Written task: Could you gather every line in the rows below that contains the string "refrigerator", copying each of those lines in full?

Records for the exercise:
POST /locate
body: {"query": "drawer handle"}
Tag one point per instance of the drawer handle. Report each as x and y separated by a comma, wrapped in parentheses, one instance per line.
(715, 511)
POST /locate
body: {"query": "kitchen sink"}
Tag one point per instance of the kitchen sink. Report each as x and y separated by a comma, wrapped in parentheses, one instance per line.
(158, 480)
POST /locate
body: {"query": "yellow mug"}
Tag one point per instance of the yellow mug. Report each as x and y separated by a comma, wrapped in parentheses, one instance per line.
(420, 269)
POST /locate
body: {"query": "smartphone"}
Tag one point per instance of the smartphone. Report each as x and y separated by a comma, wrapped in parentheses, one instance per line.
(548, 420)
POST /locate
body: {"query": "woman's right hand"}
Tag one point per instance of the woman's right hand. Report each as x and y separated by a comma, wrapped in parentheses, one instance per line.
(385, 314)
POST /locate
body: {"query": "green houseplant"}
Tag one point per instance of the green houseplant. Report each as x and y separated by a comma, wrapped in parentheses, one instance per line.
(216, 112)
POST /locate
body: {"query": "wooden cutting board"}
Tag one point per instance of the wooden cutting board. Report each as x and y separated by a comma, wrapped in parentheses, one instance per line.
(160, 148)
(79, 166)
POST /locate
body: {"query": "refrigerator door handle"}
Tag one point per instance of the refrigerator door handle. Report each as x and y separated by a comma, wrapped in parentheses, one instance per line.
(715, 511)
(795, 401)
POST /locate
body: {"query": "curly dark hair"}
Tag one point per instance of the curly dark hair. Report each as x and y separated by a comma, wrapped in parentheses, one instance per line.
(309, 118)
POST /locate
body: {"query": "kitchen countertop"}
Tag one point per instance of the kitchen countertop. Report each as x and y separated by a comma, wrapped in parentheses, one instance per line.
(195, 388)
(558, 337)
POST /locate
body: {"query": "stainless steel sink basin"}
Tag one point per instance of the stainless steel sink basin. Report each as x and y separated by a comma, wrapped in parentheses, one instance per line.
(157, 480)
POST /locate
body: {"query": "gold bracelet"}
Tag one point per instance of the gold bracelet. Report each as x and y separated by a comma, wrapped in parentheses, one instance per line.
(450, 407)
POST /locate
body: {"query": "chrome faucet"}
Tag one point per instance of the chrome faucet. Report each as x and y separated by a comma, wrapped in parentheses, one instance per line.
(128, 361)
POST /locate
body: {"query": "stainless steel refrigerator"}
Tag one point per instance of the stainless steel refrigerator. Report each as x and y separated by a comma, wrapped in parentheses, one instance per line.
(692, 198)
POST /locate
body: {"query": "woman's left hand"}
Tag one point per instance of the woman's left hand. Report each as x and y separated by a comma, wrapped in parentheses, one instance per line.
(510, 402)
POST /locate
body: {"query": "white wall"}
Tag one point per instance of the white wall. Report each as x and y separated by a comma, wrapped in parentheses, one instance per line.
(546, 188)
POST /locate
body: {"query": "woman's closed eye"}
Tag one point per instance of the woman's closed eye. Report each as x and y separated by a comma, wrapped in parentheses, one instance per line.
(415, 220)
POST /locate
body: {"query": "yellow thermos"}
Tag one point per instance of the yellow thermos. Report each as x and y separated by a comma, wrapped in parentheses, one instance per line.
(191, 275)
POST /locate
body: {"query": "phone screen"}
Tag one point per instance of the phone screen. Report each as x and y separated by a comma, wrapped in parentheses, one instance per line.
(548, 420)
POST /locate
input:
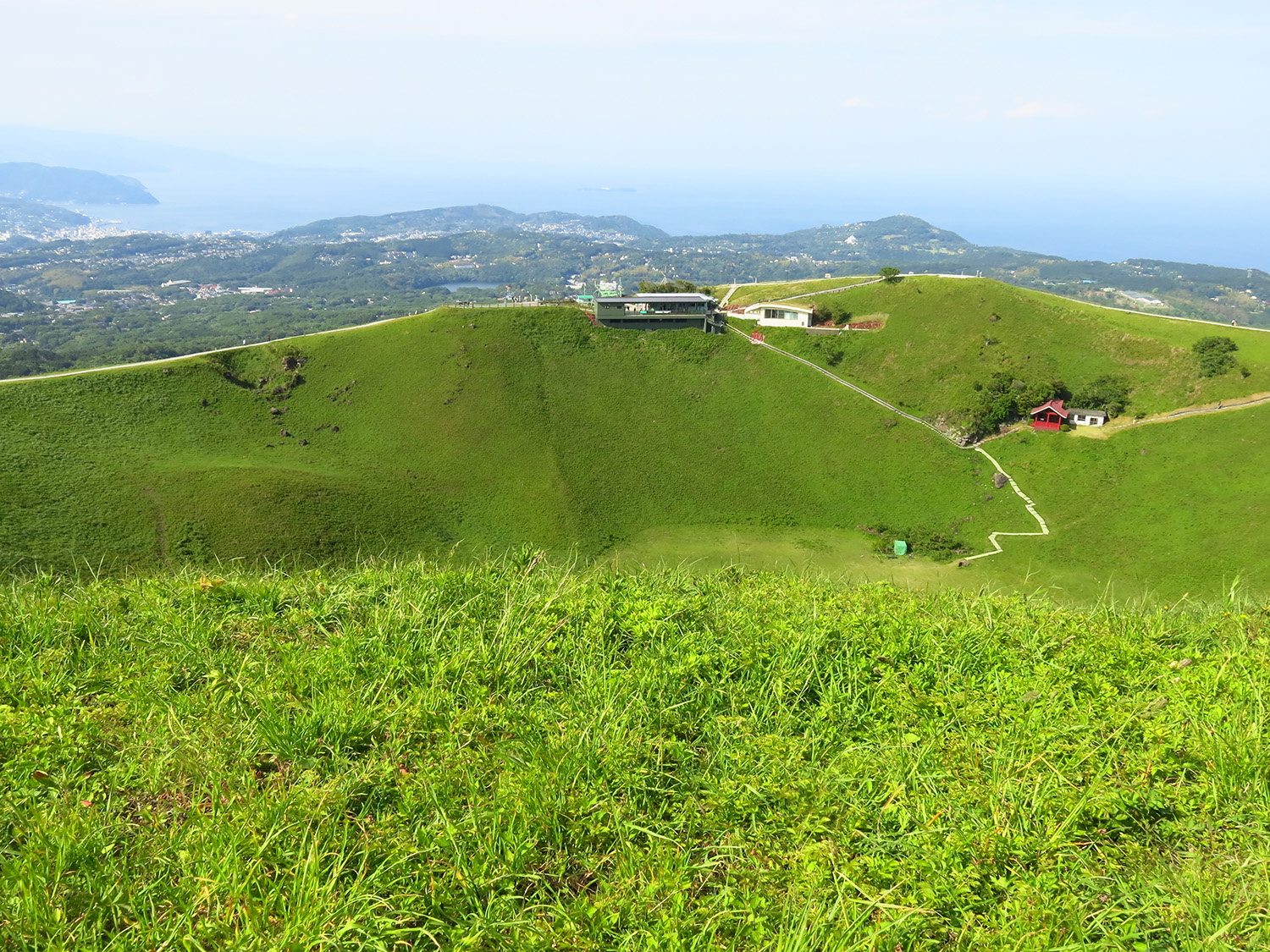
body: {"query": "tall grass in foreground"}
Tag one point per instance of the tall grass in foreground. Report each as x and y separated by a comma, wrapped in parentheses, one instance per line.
(520, 756)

The completed task:
body: {"query": "refrigerator door handle"}
Tag one point per instance of the refrigerator door handle. Report each as x and y separated by a comma, wrapped in parentheses, one instance per line.
body: {"query": "stainless steel refrigerator"}
Tag one point per instance of the stainless steel refrigerator. Report each as x and y separated by a comma, wrapped in parentheses, one instance per line.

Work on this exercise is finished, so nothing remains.